Source passage:

□ □ □ □

Pay collapse continues as patient access worsens, says BDA
Figures say that more than a million new patients have tried and failed to get appointments
The British Dental Association (BDA) has warned that problems with patient access will endure, as official figures show sustained pressure on pay for NHS dentists across Britain.
Scottish practice owners have seen a 29 per cent real-term fall, and associate dentists a 35 per cent fall. Dentist leaders have said figures show the service has yet to recover from a decade-long collapse in real incomes.
Non-practice-owning associate dentists in England and Wales, who make up the overwhelming majority (80 per cent+) of the workforce, have seen their incomes drop from £67,800 in 2008/9 to £59,700 in 2017/18, a 36 per cent fall to less than £47,000 when factoring in inflation. Practice owners in England and Wales have seen their real incomes fall by 30 per cent since 2008/9. Access problems have worsened in recent years, as recruitment and retention issues have worsened. More than a million new patients have tried and failed to secure appointments according to BDA analysis of official figures.

□ □ □ □

Information shown:
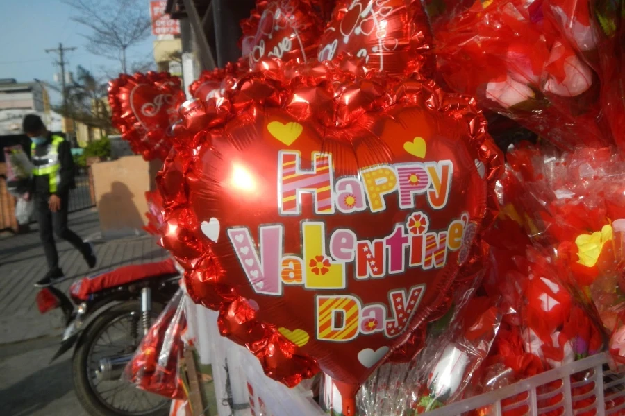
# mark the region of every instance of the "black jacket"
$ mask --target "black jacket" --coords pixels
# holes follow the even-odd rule
[[[35,155],[43,156],[48,151],[48,145],[52,141],[52,132],[48,132],[47,141],[38,145],[35,148]],[[58,133],[54,133],[55,136],[62,136]],[[56,192],[54,193],[62,195],[67,193],[69,189],[76,188],[76,181],[74,179],[76,173],[76,168],[74,165],[74,158],[72,157],[72,147],[67,139],[58,145],[58,161],[60,163],[60,181],[56,186]],[[36,161],[33,160],[35,164]],[[49,195],[50,193],[50,181],[47,175],[35,176],[33,182],[33,191],[39,195]]]

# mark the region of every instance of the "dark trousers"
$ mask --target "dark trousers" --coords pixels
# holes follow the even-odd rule
[[[54,235],[69,241],[85,256],[88,254],[88,246],[76,233],[67,228],[67,208],[69,206],[69,194],[60,195],[60,209],[56,212],[50,211],[48,207],[49,196],[37,194],[35,196],[35,209],[39,223],[39,234],[46,252],[46,260],[50,270],[58,268],[58,252],[54,243]]]

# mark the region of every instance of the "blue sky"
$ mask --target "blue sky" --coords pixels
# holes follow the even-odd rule
[[[106,3],[107,0],[101,0]],[[149,1],[145,3],[145,11],[149,14]],[[53,64],[58,54],[46,53],[45,49],[58,46],[75,46],[76,51],[67,53],[69,68],[76,72],[82,65],[94,75],[102,75],[102,67],[110,72],[120,71],[119,63],[106,58],[92,55],[85,47],[86,40],[81,34],[89,29],[71,19],[72,9],[60,0],[2,1],[0,26],[0,78],[12,78],[18,82],[32,81],[34,78],[53,83],[53,76],[59,71]],[[153,41],[151,36],[128,53],[128,60],[151,60]],[[52,94],[57,101],[58,94]]]

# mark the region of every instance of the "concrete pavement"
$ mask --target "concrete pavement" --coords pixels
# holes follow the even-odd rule
[[[60,337],[0,345],[0,414],[88,416],[74,392],[71,356],[51,365]]]
[[[95,209],[69,216],[69,227],[94,243],[98,263],[89,270],[81,254],[57,241],[66,277],[57,285],[65,291],[76,278],[126,264],[142,264],[165,258],[167,252],[149,235],[115,240],[99,239]],[[86,416],[74,392],[71,353],[51,365],[63,324],[60,311],[42,315],[33,284],[47,271],[36,225],[30,233],[0,238],[0,415]]]
[[[115,240],[99,239],[99,223],[94,209],[69,216],[70,229],[83,239],[94,242],[98,263],[89,270],[83,257],[69,243],[57,240],[60,267],[70,279],[56,287],[66,291],[76,278],[126,264],[142,264],[166,257],[149,235],[133,236]],[[33,225],[28,234],[0,239],[0,344],[24,341],[62,331],[59,311],[42,315],[35,296],[39,289],[33,284],[47,270],[39,229]]]

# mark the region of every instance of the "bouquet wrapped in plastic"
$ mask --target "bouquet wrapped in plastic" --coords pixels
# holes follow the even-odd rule
[[[9,193],[17,198],[15,218],[20,225],[28,224],[35,209],[30,198],[33,164],[21,146],[4,148],[6,161],[6,187]]]
[[[124,376],[142,390],[185,399],[180,364],[186,329],[184,291],[178,289],[141,341]]]
[[[439,73],[453,89],[564,149],[624,144],[620,1],[478,0],[442,13],[441,3],[450,2],[428,10]]]
[[[6,187],[13,196],[28,199],[33,166],[21,146],[4,148]]]
[[[508,154],[502,180],[504,210],[523,225],[535,245],[555,253],[599,311],[609,347],[625,361],[625,158],[613,148],[581,148],[543,155],[533,147]]]

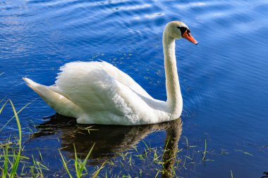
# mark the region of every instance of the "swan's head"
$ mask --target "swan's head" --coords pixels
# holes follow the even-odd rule
[[[171,21],[169,23],[164,30],[166,35],[169,35],[173,39],[185,38],[195,44],[197,44],[193,36],[190,34],[190,31],[188,27],[182,22]]]

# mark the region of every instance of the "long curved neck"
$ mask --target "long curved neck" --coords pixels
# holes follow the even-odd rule
[[[175,39],[169,36],[166,30],[163,34],[163,46],[167,95],[166,102],[172,113],[181,112],[182,97],[175,56]]]

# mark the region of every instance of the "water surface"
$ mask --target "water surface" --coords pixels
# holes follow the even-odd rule
[[[116,127],[117,132],[111,135],[114,137],[104,140],[109,127],[95,126],[103,132],[95,131],[88,140],[80,134],[74,140],[64,139],[73,127],[61,127],[28,139],[30,129],[39,131],[33,125],[44,124],[43,118],[55,111],[21,77],[50,85],[66,63],[103,60],[127,72],[154,98],[166,100],[162,33],[168,22],[177,20],[186,23],[199,42],[198,46],[184,39],[176,42],[183,98],[178,149],[185,147],[185,138],[197,146],[177,155],[182,163],[177,176],[231,177],[230,170],[233,177],[263,176],[268,172],[267,8],[267,1],[0,1],[0,98],[12,99],[18,110],[37,98],[19,114],[24,154],[38,156],[39,148],[46,165],[61,174],[58,148],[69,146],[62,153],[73,158],[73,142],[81,155],[92,141],[102,141],[108,146],[102,150],[96,144],[89,169],[97,165],[97,158],[120,160],[114,152],[123,147],[123,152],[133,151],[133,146],[142,150],[146,146],[141,140],[152,147],[164,146],[166,128],[153,132],[154,126]],[[0,125],[12,116],[6,107]],[[17,129],[11,121],[1,131],[0,141],[16,134]],[[128,132],[137,134],[131,137]],[[124,139],[130,137],[134,140]],[[202,161],[205,140],[207,159],[213,161]],[[154,177],[156,168],[160,169],[147,169],[134,153],[133,159],[135,168],[123,169],[118,163],[111,174],[123,170],[123,174],[140,176],[140,168],[142,175],[151,172]],[[107,166],[102,172],[109,170]]]

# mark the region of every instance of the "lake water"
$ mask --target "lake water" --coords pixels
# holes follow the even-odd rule
[[[35,99],[19,114],[23,155],[37,158],[39,150],[42,163],[50,169],[46,175],[67,176],[58,148],[63,148],[63,155],[70,159],[73,143],[83,157],[96,142],[89,170],[112,159],[115,165],[106,165],[102,176],[154,177],[161,165],[140,160],[133,148],[142,152],[146,144],[163,149],[167,134],[178,142],[178,151],[183,148],[176,155],[177,177],[231,177],[231,170],[233,177],[264,176],[268,172],[267,17],[264,0],[0,1],[1,105],[11,98],[19,110]],[[21,77],[51,85],[59,67],[71,61],[111,63],[154,98],[166,100],[162,35],[171,20],[187,24],[199,42],[176,42],[182,128],[176,120],[154,126],[94,126],[98,131],[89,134],[83,129],[78,132],[75,125],[55,126],[55,120],[43,120],[55,111]],[[8,105],[0,125],[12,116]],[[40,124],[53,129],[40,129]],[[32,136],[31,130],[40,134]],[[17,132],[12,120],[0,141]],[[185,148],[186,140],[195,146]],[[131,155],[135,165],[121,164],[121,156],[114,154],[120,151],[130,153],[128,158]]]

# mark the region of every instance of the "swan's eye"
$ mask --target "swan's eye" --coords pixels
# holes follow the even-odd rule
[[[181,30],[181,34],[183,34],[187,30],[189,30],[188,29],[187,29],[185,27],[177,27],[177,28],[178,28]]]

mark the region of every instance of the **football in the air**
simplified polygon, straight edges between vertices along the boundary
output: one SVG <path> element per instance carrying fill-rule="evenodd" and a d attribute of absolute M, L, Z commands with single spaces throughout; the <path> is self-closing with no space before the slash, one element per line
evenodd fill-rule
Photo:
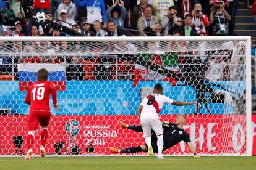
<path fill-rule="evenodd" d="M 77 136 L 79 132 L 79 123 L 76 120 L 70 120 L 66 124 L 65 129 L 68 134 Z"/>
<path fill-rule="evenodd" d="M 38 22 L 43 23 L 46 20 L 46 15 L 43 12 L 37 12 L 35 19 Z"/>

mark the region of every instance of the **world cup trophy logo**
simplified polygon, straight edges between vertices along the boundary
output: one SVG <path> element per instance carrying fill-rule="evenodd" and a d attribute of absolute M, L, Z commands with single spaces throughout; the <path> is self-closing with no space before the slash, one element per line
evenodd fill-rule
<path fill-rule="evenodd" d="M 65 125 L 66 131 L 68 136 L 68 147 L 67 151 L 74 154 L 78 154 L 79 151 L 74 152 L 74 150 L 78 148 L 77 142 L 77 136 L 79 132 L 79 123 L 76 120 L 70 120 Z"/>

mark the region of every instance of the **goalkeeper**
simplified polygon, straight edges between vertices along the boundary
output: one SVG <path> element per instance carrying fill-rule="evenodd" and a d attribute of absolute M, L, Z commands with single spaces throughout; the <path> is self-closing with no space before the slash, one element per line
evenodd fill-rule
<path fill-rule="evenodd" d="M 189 136 L 186 131 L 183 129 L 183 126 L 186 122 L 186 116 L 183 115 L 177 115 L 175 119 L 175 123 L 168 123 L 163 121 L 162 123 L 163 127 L 163 138 L 164 140 L 164 145 L 163 150 L 168 149 L 174 146 L 181 141 L 184 141 L 187 144 L 189 150 L 194 154 L 195 158 L 199 158 L 200 156 L 195 152 L 195 148 L 193 147 Z M 120 121 L 120 125 L 122 129 L 129 129 L 136 132 L 143 132 L 141 126 L 126 124 L 122 121 Z M 153 151 L 155 153 L 158 152 L 157 149 L 157 137 L 156 134 L 153 132 L 151 138 L 151 145 Z M 137 147 L 130 147 L 123 149 L 117 149 L 111 147 L 110 152 L 114 153 L 136 153 L 139 152 L 148 152 L 148 147 L 147 144 L 138 146 Z"/>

□ □ □ □

Activity: Pick up the article on falling NHS dentist pay and patient access after its last sentence and carry it forward. None of the data matter here.

Response:
BDA surveys also indicate deep recruitment and retention problems, with three out of five dental practitioners saying they intend to reduce their NHS work, or stop entirely, in the next five years.
While dentist leaders have welcomed the latest above inflation pay awards, they have stressed the need for consistency given the scale of the last decade’s pay cuts.
Dave Cottam, Chair of the BDA’s General Dental Practice Committee said:
“NHS dentists have faced unprecedented cuts to real incomes, that have left patients struggling to get an appointment. “Recruitment and retention problems are mounting.
NHS dentistry simply cannot have a future without NHS dentists prepared to work within it.”